**Work to be completed**: Exactly reproduce each line of the listing that follows.

**Source material**:
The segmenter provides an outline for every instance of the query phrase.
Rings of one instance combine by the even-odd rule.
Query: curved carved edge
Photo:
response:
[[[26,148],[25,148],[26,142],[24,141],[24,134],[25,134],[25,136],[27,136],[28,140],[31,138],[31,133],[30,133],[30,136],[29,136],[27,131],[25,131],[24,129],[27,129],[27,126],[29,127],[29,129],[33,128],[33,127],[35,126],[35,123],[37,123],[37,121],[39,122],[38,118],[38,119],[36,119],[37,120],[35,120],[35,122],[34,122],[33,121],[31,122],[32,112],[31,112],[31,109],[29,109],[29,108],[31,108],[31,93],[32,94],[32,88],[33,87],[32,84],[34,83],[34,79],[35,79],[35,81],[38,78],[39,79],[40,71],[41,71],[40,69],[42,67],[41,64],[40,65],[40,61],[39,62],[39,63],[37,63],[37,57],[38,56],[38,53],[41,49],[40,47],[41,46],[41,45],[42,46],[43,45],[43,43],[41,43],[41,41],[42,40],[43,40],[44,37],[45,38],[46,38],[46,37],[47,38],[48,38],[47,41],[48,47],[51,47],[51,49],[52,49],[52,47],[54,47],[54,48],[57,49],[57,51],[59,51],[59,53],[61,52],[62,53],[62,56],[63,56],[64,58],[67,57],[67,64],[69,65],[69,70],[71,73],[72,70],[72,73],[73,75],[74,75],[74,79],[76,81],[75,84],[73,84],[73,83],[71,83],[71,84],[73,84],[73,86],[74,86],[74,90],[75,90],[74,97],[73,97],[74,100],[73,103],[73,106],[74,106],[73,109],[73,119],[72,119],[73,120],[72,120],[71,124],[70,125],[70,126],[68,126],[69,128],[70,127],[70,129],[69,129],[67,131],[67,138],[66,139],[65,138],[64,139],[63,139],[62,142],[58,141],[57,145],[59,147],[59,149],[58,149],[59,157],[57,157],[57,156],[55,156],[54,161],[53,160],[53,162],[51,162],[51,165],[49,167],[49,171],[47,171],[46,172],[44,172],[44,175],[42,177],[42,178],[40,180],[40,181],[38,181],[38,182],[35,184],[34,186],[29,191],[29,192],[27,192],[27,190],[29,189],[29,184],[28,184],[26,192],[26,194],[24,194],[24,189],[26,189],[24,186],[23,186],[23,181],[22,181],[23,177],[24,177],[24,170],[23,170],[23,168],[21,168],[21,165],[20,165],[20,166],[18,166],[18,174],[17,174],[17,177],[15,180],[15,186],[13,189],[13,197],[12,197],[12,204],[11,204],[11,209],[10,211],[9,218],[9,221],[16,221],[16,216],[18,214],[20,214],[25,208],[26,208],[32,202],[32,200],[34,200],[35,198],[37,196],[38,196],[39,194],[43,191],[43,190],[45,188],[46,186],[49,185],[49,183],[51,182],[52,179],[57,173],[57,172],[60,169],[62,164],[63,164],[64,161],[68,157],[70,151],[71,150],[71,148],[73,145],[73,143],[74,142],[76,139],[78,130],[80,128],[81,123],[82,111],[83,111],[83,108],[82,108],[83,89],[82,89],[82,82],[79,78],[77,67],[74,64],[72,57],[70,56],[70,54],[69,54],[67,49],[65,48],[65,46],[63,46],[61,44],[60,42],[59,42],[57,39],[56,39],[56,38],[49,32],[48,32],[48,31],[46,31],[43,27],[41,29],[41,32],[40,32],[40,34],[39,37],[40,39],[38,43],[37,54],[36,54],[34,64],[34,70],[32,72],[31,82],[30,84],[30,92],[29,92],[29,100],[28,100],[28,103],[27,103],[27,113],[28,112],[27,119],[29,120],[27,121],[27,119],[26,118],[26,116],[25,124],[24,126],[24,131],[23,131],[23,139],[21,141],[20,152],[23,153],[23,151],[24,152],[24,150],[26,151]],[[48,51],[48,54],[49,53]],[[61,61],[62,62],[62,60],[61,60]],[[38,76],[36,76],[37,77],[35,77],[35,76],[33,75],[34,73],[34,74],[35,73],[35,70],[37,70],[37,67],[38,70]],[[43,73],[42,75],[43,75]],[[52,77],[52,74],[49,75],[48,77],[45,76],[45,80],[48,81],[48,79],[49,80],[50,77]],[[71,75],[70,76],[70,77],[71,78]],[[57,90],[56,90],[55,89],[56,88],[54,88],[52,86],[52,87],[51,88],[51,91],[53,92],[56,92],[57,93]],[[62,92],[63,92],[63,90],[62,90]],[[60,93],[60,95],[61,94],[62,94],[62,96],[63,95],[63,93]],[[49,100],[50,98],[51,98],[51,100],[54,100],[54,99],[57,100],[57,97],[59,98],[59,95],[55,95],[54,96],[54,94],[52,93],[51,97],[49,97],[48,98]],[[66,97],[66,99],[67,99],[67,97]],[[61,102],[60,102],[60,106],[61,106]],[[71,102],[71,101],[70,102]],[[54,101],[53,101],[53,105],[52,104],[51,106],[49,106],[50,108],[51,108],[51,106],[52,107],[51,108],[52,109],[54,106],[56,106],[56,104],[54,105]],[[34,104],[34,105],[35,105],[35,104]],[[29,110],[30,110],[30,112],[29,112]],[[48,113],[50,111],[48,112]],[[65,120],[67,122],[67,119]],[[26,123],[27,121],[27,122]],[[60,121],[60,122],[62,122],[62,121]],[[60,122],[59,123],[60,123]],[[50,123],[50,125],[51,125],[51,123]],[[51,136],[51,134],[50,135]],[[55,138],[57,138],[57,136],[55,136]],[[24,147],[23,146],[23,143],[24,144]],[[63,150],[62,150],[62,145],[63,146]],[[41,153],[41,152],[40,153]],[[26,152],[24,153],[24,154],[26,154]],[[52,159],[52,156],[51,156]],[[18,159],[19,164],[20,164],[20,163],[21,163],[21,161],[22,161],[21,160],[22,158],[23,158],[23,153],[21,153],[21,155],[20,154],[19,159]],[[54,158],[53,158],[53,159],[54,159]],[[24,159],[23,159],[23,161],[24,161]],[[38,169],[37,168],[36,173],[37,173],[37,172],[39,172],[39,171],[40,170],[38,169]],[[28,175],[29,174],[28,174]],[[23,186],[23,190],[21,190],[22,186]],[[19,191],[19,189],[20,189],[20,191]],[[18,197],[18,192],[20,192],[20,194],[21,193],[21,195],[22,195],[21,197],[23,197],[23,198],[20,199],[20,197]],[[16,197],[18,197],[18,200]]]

**Exercise solution**:
The segmenter provides an outline for every instance of the query phrase.
Rings of one instance combine by the even-odd rule.
Query: curved carved edge
Photo:
response:
[[[26,148],[25,148],[26,142],[24,141],[24,134],[25,134],[25,136],[27,136],[28,140],[31,138],[31,133],[30,133],[30,136],[29,136],[27,131],[25,131],[24,129],[27,129],[27,126],[29,127],[29,129],[33,128],[33,127],[35,126],[35,123],[37,123],[37,121],[39,122],[38,118],[38,119],[36,119],[37,120],[35,120],[35,122],[34,122],[33,121],[31,122],[32,112],[31,112],[31,109],[29,109],[29,108],[31,108],[31,93],[32,94],[32,88],[33,87],[32,84],[34,83],[34,79],[35,79],[35,81],[38,78],[39,79],[40,71],[41,71],[40,69],[42,67],[41,64],[40,65],[40,61],[39,62],[39,63],[37,63],[37,57],[38,56],[38,53],[41,49],[40,47],[41,46],[41,45],[42,46],[43,45],[43,43],[41,43],[41,41],[42,40],[43,40],[44,37],[45,38],[46,38],[46,37],[47,38],[48,38],[47,41],[48,47],[51,47],[51,49],[52,49],[52,47],[54,47],[54,48],[57,49],[57,51],[59,51],[59,53],[61,52],[62,53],[62,56],[63,56],[64,58],[67,57],[67,64],[69,65],[69,70],[71,73],[72,70],[72,73],[73,75],[74,75],[74,79],[76,81],[75,84],[73,84],[73,83],[71,83],[71,84],[73,84],[73,86],[74,86],[74,90],[75,90],[74,97],[73,97],[74,100],[73,103],[73,106],[74,106],[73,109],[73,119],[72,119],[73,120],[72,120],[71,124],[70,125],[70,126],[68,126],[69,128],[70,127],[70,129],[69,129],[67,131],[67,138],[66,139],[65,138],[64,139],[63,139],[62,142],[58,141],[57,145],[59,147],[59,149],[58,149],[59,157],[57,157],[57,156],[55,156],[54,161],[53,160],[53,162],[51,162],[51,165],[49,167],[49,171],[47,171],[46,172],[44,172],[44,175],[42,177],[42,178],[40,180],[40,181],[38,181],[38,182],[35,184],[34,186],[29,191],[29,192],[27,192],[27,190],[29,189],[29,184],[28,184],[26,192],[26,194],[24,194],[24,189],[26,189],[24,186],[23,186],[23,181],[22,181],[23,177],[24,177],[24,170],[23,170],[23,168],[21,168],[21,165],[20,165],[20,166],[18,166],[18,174],[17,174],[17,177],[15,180],[15,186],[13,189],[13,197],[12,197],[12,204],[11,204],[11,209],[10,211],[9,218],[9,221],[16,221],[16,216],[18,214],[20,214],[25,208],[26,208],[32,202],[32,200],[34,200],[35,198],[37,196],[38,196],[39,194],[43,191],[43,190],[45,188],[46,186],[49,185],[49,183],[51,182],[52,179],[57,173],[57,172],[60,169],[62,164],[63,164],[64,161],[68,157],[70,151],[71,150],[71,148],[73,145],[73,143],[74,142],[76,139],[78,130],[80,128],[81,123],[82,111],[83,111],[83,108],[82,108],[83,89],[82,89],[82,82],[79,78],[77,67],[74,64],[72,57],[70,56],[70,54],[69,54],[67,49],[65,48],[65,46],[63,46],[61,44],[60,42],[59,42],[57,39],[56,39],[56,38],[49,32],[48,32],[48,31],[46,31],[43,27],[41,29],[41,32],[40,32],[40,34],[39,37],[40,39],[38,43],[37,54],[36,54],[34,64],[34,70],[32,72],[31,82],[30,84],[30,92],[29,92],[29,100],[28,100],[28,103],[27,103],[27,113],[28,112],[27,119],[29,120],[27,121],[27,119],[26,118],[26,116],[25,124],[24,126],[24,131],[23,131],[23,139],[21,141],[20,152],[23,153],[23,151],[24,152],[24,150],[26,151]],[[48,51],[48,54],[49,53]],[[61,61],[62,62],[62,60],[61,60]],[[38,76],[36,76],[37,77],[35,77],[35,76],[33,75],[34,73],[34,74],[35,73],[35,70],[37,70],[37,67],[38,70]],[[43,73],[42,75],[43,75]],[[52,77],[52,74],[49,75],[48,77],[45,76],[45,80],[48,81],[48,79],[49,80],[50,77]],[[71,75],[70,76],[70,77],[71,78]],[[57,90],[56,90],[55,89],[56,88],[54,88],[52,86],[52,87],[51,88],[51,91],[53,92],[56,92],[57,93]],[[62,92],[63,92],[63,90],[62,90]],[[60,93],[60,95],[61,94],[62,94],[62,96],[63,95],[63,93]],[[49,100],[50,98],[51,98],[51,100],[54,100],[54,99],[57,100],[57,97],[59,98],[59,95],[55,95],[54,96],[54,94],[52,93],[51,97],[49,97],[48,98]],[[66,97],[66,99],[67,99],[67,97]],[[61,102],[60,102],[60,106],[61,106]],[[71,102],[71,101],[70,102]],[[54,101],[53,101],[53,105],[52,104],[51,106],[49,106],[50,108],[51,108],[51,106],[52,107],[51,108],[52,109],[54,106],[56,106],[56,104],[54,105]],[[34,104],[34,105],[35,105],[35,104]],[[29,110],[30,110],[30,112],[29,112]],[[48,113],[50,111],[48,112]],[[65,120],[67,122],[67,119]],[[26,123],[27,121],[27,122]],[[60,121],[60,122],[62,122],[62,121]],[[60,122],[59,123],[60,123]],[[50,123],[50,125],[51,125],[51,123]],[[51,136],[51,134],[50,135]],[[55,138],[57,138],[57,136],[55,136]],[[24,147],[23,146],[23,143],[24,144]],[[63,150],[62,150],[62,145],[63,146]],[[41,153],[41,152],[40,153]],[[26,152],[24,153],[24,154],[26,154]],[[52,159],[52,156],[51,156]],[[18,159],[19,164],[20,164],[20,163],[21,163],[21,161],[22,161],[21,160],[22,158],[23,158],[23,153],[21,153],[21,155],[20,154],[19,159]],[[54,158],[53,158],[53,159],[54,159]],[[24,159],[23,159],[23,161],[24,161]],[[38,169],[37,168],[36,173],[37,173],[37,172],[39,172],[39,171],[40,170],[38,169]],[[28,175],[29,174],[28,174]],[[23,186],[23,190],[21,190],[22,186]],[[19,191],[19,189],[20,189],[20,191]],[[18,197],[18,192],[20,192],[20,194],[21,193],[21,195],[22,195],[21,197],[23,197],[23,198],[20,199],[20,197]],[[16,197],[18,197],[18,200]]]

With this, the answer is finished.